<<<<

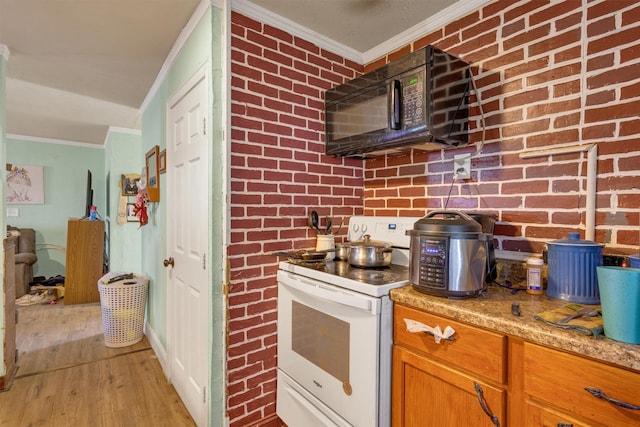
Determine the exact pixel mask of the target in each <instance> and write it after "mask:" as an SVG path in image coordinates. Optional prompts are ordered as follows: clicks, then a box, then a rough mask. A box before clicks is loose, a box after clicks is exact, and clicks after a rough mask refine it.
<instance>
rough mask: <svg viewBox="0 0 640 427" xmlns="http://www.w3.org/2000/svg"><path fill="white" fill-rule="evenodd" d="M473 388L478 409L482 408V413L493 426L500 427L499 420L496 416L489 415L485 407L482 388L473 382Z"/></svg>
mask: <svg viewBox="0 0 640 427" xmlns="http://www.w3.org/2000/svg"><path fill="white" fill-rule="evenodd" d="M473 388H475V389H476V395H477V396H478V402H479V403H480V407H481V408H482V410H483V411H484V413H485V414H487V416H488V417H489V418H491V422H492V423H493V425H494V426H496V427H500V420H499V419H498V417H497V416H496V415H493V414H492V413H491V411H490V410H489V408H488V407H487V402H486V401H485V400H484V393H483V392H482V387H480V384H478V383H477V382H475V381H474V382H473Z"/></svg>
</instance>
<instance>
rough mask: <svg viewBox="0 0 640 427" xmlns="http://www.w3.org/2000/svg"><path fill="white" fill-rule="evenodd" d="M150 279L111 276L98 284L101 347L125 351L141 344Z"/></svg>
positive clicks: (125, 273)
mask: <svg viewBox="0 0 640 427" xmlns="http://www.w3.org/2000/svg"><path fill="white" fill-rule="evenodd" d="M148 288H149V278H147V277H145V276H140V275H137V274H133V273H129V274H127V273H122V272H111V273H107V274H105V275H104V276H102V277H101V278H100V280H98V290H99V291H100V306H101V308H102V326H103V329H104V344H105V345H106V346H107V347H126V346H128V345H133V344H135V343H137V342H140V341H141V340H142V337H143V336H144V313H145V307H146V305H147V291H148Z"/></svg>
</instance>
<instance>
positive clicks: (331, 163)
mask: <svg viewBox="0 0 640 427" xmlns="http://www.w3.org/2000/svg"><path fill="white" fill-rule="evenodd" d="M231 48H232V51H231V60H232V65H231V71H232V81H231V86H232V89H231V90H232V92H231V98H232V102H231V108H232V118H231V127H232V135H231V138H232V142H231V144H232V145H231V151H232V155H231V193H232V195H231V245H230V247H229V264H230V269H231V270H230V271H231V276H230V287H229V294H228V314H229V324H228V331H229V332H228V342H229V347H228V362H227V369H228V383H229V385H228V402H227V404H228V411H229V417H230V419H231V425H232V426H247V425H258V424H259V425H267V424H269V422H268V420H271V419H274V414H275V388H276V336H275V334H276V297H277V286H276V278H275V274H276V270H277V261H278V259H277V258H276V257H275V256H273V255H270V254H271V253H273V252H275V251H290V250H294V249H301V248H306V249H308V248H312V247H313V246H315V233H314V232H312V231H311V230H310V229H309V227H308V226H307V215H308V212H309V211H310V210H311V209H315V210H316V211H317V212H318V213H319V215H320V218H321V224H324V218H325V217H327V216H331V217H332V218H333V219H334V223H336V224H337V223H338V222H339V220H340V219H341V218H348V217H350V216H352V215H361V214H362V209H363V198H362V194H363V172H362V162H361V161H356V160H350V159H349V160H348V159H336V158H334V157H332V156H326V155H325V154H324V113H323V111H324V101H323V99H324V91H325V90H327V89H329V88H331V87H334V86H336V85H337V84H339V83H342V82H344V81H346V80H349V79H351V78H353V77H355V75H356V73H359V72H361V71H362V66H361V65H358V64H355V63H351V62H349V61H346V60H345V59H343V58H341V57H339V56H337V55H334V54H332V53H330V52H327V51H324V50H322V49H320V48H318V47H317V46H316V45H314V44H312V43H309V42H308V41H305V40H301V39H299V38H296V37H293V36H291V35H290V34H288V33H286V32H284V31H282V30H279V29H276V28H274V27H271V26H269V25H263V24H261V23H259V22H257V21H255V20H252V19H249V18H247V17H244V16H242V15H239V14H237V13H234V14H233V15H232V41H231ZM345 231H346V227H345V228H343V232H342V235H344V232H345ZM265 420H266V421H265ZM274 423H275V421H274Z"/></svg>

>>>>

Reproduce all of the lines above verbatim, omitting the pictures.

- Completed task -
Determine the exact pixel mask of the target in each <instance> and write it after "mask:" as an SVG path in image coordinates. Optional prompts are ordered as follows: clicks, then a box, then a rough mask. A box before clicks is loose, a box after clicks is exact, and clicks after a rough mask refine it.
<instance>
rough mask: <svg viewBox="0 0 640 427" xmlns="http://www.w3.org/2000/svg"><path fill="white" fill-rule="evenodd" d="M473 388L478 409L482 408V413L493 426L500 427L499 420L496 416L489 415L485 407L482 388L473 382Z"/></svg>
mask: <svg viewBox="0 0 640 427" xmlns="http://www.w3.org/2000/svg"><path fill="white" fill-rule="evenodd" d="M473 388H475V389H476V395H477V396H478V402H479V403H480V407H481V408H482V410H483V411H484V413H485V414H487V416H488V417H489V418H491V422H492V423H493V425H494V426H496V427H500V420H499V419H498V417H497V416H496V415H493V414H492V413H491V411H490V410H489V408H488V407H487V402H486V401H485V400H484V393H483V392H482V387H480V384H478V383H477V382H475V381H474V382H473Z"/></svg>
</instance>
<instance>
rough mask: <svg viewBox="0 0 640 427" xmlns="http://www.w3.org/2000/svg"><path fill="white" fill-rule="evenodd" d="M150 279L111 276L98 284L101 347L125 351L141 344Z"/></svg>
positive clicks: (125, 273)
mask: <svg viewBox="0 0 640 427" xmlns="http://www.w3.org/2000/svg"><path fill="white" fill-rule="evenodd" d="M148 288H149V278H147V277H145V276H140V275H137V274H133V273H129V274H127V273H122V272H111V273H107V274H105V275H104V276H102V277H101V278H100V280H98V290H99V291H100V306H101V308H102V326H103V329H104V344H105V345H106V346H107V347H126V346H128V345H133V344H135V343H137V342H140V341H141V340H142V337H143V336H144V313H145V307H146V305H147V291H148Z"/></svg>
</instance>
<instance>
positive clicks: (331, 163)
mask: <svg viewBox="0 0 640 427" xmlns="http://www.w3.org/2000/svg"><path fill="white" fill-rule="evenodd" d="M231 48H232V51H231V60H232V65H231V71H232V81H231V86H232V89H231V90H232V92H231V98H232V102H231V108H232V118H231V127H232V135H231V138H232V142H231V144H232V145H231V151H232V155H231V193H232V195H231V245H230V247H229V264H230V269H231V270H230V271H231V276H230V287H229V294H228V314H229V324H228V331H229V332H228V342H229V347H228V362H227V369H228V383H229V385H228V402H227V404H228V411H229V417H230V419H231V425H232V426H247V425H258V424H259V425H267V424H269V422H268V420H271V419H274V414H275V388H276V336H275V334H276V297H277V286H276V278H275V274H276V270H277V261H278V259H277V258H276V257H275V256H273V255H270V254H271V253H273V252H275V251H290V250H294V249H301V248H306V249H308V248H312V247H313V246H315V233H314V232H312V231H311V230H310V229H309V227H308V226H307V215H308V212H309V211H310V210H311V209H315V210H316V211H317V212H318V213H319V215H320V218H321V224H324V218H325V217H327V216H331V217H332V218H333V219H334V223H336V224H337V223H338V222H339V220H340V219H341V218H348V217H350V216H352V215H361V214H362V209H363V198H362V194H363V172H362V162H361V161H356V160H350V159H349V160H348V159H336V158H334V157H332V156H326V155H325V154H324V113H323V111H324V101H323V99H324V91H325V90H327V89H329V88H331V87H334V86H336V85H337V84H339V83H342V82H344V81H346V80H349V79H351V78H353V77H355V75H356V73H359V72H361V71H362V66H361V65H358V64H355V63H351V62H349V61H346V60H345V59H343V58H341V57H339V56H337V55H334V54H332V53H330V52H327V51H324V50H322V49H320V48H318V47H317V46H316V45H314V44H312V43H309V42H308V41H305V40H301V39H299V38H296V37H293V36H291V35H290V34H288V33H286V32H284V31H282V30H279V29H276V28H274V27H271V26H269V25H263V24H261V23H259V22H257V21H255V20H252V19H249V18H247V17H244V16H242V15H239V14H237V13H234V14H233V15H232V41H231ZM345 231H346V227H345V228H343V232H342V235H344V232H345ZM265 420H266V421H265ZM274 423H275V421H274Z"/></svg>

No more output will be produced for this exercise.